EXTRACTED TEXT
====
Conisania luteago, or Barrett's marbled coronet, is a species of moth of the family Noctuidae. It is found from France through south-eastern Europe to Central Asia. In the north it is found up to the Baltic region. It is also present in North Africa.

It was formerly included in the genus Hadena, but was transferred to Conisania by Hacker in 1996.

==Description==
The wingspan is 29–40 mm.
Warren (1914) states
P. luteago Schiff. (= olbiena H.G) (16b). Forewing yellowish ochreous, with faintly darker, or with brownish shading in median and marginal areas; upper stigmata generally pale; the dark lines fairly distinct; hindwing fuscous yellowish, in the darker specimens more fuscous; veins and a postmedian line darker ab. brunneago Esp. (16 b) is the yellow form with the brown lines and shading well developed; the costa of forewing mottled with brownish. ab. argillacea Hbn. (16 b, c) is much more variegated, the dark markings being grey brown and the ground colour greyer ochreous; the hindwing dark brown; of this barrettii Dbld., [now species Conisania andalusica] from the coast of Ireland only, is an extreme form. Larva pale ochreous, sometimes pinkish, with brown dorsal vessel showing through and 4 fine tubercles on each segment; spiracles pale, black-ringed; head pink with black markings; feeds in summer in stems and roots of various kinds of Silene. Widely spread in Europe, occurring in Ireland, Guernsey, France, Spain, Italy, Corsica, Germany, Austria and Russia; in Algeria: also in Asia minor, Armenia, Persia, Turkestan, and Siberia.
====
AVAILABLE DATA
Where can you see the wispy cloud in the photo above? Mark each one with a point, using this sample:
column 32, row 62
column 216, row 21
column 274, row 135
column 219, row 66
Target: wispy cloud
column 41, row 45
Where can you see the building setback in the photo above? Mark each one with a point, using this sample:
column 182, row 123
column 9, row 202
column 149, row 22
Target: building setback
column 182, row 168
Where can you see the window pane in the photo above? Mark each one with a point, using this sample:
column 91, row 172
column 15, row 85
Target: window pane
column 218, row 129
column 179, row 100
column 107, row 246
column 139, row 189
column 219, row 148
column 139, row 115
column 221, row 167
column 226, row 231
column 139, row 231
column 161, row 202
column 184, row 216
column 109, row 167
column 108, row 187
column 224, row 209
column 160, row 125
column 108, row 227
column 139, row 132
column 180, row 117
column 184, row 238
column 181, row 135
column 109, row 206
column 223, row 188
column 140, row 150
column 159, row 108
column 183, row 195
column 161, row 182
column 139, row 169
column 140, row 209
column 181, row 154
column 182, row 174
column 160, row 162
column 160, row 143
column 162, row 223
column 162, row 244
====
WHAT TO DO
• 1. In the text about Barrett's marbled coronet, which genus was the species formerly placed in?
• 2. Reproduce the passage of the text about Barrett's marbled coronet from "Conisania luteago, or" to "Hacker in 1996.".

TASK-BY-TASK RESULTS
• 1. Hadena

• 2.
Conisania luteago, or Barrett's marbled coronet, is a species of moth of the family Noctuidae. It is found from France through south-eastern Europe to Central Asia. In the north it is found up to the Baltic region. It is also present in North Africa.

It was formerly included in the genus Hadena, but was transferred to Conisania by Hacker in 1996.